** Opening Exercise passage block **
XIMEA GmbH (Munster, Germany), a manufacturer of scientific-grade cameras, is preparing to release two new scientific lines of cameras: the xiB, CMOS cameras with 12 MP and 20 MP resolutions, and the xiD line of scientific CCD cameras with resolutions up to 12 MP and USB3 interface. Both camera lines use special architectures to improve camera speed and transfer rates while maintaining high sensitivities. The xiB is one of the first machine vision cameras to use a PCIe x4 Gen2 external interface with a total bandwidth of 20 Gb/s.

“Instead of CoaXpress or Camera Link, which both require a frame grabber, we put the frame grabber in an FPGA on the camera to convert data into PCI Express,” says Max Larin, Founder and CEO of XIMEA. “At the other end is a PCIe adapter card for as low as $30 that connects the PC to the camera, covering distances of up to 300 meters when fiber optic cable is utilized. The PCI Express board can cost 30 times less than a standard Camera Link or CoaXpress board to deliver more bandwidth over longer distances. The high bandwidth is important to our medical customers, and the long reach is important to our security and defense customers.”
** Closing Exercise passage block **
** Opening Given material block **
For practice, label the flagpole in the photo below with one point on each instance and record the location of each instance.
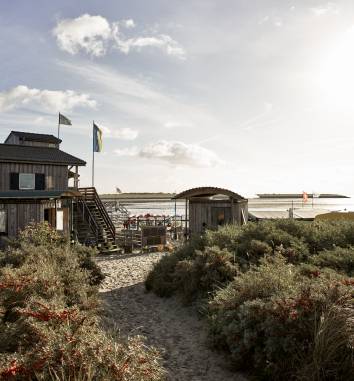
** Closing Given material block **
#### [What needs to be done]
Name every group of customers that the XIMEA passage mentions. The listing has no connection to the XIMEA passage.

#### [Worked solution]
Medical customers, security customers and defense customers.